• _Text segment_:
___

Each week, we will be publishing layman’s abstracts of new articles from our prestigious portfolio of journals in statistics. The aim is to highlight the latest research to a broader audience in an accessible format.
Simulation model of disease incidence driven by diagnostic activity. Statistics in Medicine. 2021; 40: 1172– 1188. https://doi.org/10.1002/sim.8833, , , , .
A recently published study in the journal Statistics in Medicine examined the relationship between diagnostic activity and the risk of prostate cancer using data from Prostate Cancer data Base Sweden (PCBaSe).
Since the early 1990’s, the diagnostic activity in Sweden has increased, mainly due to increased use of PSA testing in asymptomatic men. The increase has varied greatly over both calendar time, and between age groups and regions. For example, in some regions uptake of PSA testing was very early while in other regions uptake was slower. Previous research on the link between diagnostic activity and prostate cancer has mainly focused on the effects of formal screening by use of PSA testing. In contrast, his study focused on the effects of the opportunistic PSA-testing that has been conducted in Sweden for a long time.
Although comprehensive data on PSA-testing and biopsies are now collected, it was not available for most part of the study period. Therefore, the authors used a new method that does not require such data, but is based on the fact that there have been large differences in incidence between the regions over time and between age groups. This method was used to predict incidence and mortality of prostate cancer until 2060. Under the scenario, there would be (A) stable moderate diagnostic activity or (B) a decrease in diagnostic activity comparable with the early 90’s. The results point to a clear effect on the incidence, where a higher diagnostic activity as in A, compared to B, leads to fewer diagnosis of metastatic prostate cancer, and fewer deaths, but also to significantly more diagnoses of lower-risk tumor.
It is exciting that with high-quality national data we can capture and describe the effects of the diagnostic activity on a very long time scale, says Marcus Westerberg, doctoral student at the Department of Mathematics at Uppsala University. The results are in line with previous screening studies, albeit somewhat more moderate, and indicate that it takes up to 30 years, from the time a change is diagnostic activity is introduced until the full effects on mortality can be observed.
The authors plan several works based on their new method that aim to increase understanding of the effects of the diagnostic activity on incidence, treatment patterns, side effects, and mortality.

___

[Saved entries]
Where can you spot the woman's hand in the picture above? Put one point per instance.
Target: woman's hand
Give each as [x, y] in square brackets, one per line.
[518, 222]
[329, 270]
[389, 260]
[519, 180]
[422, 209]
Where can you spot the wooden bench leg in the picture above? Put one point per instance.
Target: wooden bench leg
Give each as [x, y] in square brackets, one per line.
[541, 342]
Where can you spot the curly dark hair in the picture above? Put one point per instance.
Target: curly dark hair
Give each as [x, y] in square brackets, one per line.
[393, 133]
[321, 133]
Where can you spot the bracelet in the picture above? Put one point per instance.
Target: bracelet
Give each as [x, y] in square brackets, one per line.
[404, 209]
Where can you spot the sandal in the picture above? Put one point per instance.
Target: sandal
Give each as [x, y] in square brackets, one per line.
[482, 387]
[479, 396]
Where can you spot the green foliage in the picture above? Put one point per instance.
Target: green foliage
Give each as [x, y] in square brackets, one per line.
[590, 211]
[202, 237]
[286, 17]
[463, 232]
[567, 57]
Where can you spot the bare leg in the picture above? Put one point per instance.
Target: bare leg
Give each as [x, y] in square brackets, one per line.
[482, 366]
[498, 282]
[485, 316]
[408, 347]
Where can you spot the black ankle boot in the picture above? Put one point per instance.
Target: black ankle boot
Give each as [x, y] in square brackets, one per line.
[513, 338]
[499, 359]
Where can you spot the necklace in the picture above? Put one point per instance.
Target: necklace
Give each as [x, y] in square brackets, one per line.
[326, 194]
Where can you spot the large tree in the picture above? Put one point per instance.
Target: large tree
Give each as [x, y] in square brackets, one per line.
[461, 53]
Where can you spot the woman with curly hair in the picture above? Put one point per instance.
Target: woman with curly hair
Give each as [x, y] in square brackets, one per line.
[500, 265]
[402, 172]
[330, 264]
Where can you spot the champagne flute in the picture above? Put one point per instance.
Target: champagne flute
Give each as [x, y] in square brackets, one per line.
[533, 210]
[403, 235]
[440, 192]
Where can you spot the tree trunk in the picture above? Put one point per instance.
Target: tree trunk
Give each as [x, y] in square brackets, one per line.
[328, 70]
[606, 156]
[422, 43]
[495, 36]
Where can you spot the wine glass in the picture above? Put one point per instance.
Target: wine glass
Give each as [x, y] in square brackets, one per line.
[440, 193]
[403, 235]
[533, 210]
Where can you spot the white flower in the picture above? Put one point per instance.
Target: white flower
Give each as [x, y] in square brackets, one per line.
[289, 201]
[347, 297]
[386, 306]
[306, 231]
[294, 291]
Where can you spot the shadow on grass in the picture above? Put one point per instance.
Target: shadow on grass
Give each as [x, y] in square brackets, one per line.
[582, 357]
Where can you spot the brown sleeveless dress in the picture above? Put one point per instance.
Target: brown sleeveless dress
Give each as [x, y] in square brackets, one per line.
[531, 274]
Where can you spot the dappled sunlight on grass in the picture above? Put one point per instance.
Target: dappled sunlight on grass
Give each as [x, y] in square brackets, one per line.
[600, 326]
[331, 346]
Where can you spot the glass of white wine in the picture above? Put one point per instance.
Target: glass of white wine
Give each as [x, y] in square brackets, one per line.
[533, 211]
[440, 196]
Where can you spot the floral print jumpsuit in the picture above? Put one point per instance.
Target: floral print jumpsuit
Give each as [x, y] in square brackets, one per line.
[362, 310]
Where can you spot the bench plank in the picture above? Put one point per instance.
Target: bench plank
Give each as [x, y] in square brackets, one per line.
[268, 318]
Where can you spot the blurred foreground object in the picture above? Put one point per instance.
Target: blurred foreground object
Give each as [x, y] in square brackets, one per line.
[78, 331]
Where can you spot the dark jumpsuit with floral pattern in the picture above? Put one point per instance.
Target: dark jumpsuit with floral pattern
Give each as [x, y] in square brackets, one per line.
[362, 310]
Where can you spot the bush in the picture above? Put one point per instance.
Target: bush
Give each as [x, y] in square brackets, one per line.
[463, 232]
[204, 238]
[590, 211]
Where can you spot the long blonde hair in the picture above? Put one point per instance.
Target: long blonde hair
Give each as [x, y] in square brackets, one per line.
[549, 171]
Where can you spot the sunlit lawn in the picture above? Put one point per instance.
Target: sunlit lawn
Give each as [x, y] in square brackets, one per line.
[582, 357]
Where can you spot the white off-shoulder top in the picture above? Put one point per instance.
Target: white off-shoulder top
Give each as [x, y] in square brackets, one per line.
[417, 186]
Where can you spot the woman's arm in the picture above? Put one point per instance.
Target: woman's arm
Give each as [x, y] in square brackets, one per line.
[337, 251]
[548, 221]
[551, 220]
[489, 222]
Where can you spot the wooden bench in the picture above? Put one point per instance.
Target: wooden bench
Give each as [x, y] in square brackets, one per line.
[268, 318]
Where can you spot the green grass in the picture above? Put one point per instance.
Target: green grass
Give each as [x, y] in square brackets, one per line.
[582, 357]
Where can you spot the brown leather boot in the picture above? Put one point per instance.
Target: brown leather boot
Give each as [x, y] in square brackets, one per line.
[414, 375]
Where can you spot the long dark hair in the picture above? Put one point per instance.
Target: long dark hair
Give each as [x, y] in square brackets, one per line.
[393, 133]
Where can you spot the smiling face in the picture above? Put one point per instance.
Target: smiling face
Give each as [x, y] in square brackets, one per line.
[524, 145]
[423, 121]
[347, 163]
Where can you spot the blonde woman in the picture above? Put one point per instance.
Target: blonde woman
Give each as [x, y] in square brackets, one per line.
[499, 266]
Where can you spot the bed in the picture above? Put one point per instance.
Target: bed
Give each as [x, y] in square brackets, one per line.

___

• _Prompt 1_: Output the prostate cancer abstract between "It is exciting" and "can be observed.", inclusive.
• _Prompt 2_:
Answer these questions using the prostate cancer abstract.
(a) Which data source did the study draw on?
(b) To what year were prostate cancer incidence and mortality predicted?
(c) How long does it take for the full effects on mortality to be observed after a change in diagnostic activity?

• _Exercise result 1_:
It is exciting that with high-quality national data we can capture and describe the effects of the diagnostic activity on a very long time scale, says Marcus Westerberg, doctoral student at the Department of Mathematics at Uppsala University. The results are in line with previous screening studies, albeit somewhat more moderate, and indicate that it takes up to 30 years, from the time a change is diagnostic activity is introduced until the full effects on mortality can be observed.

• _Exercise result 2_:
(a) Prostate Cancer data Base Sweden (PCBaSe)
(b) 2060
(c) Up to 30 years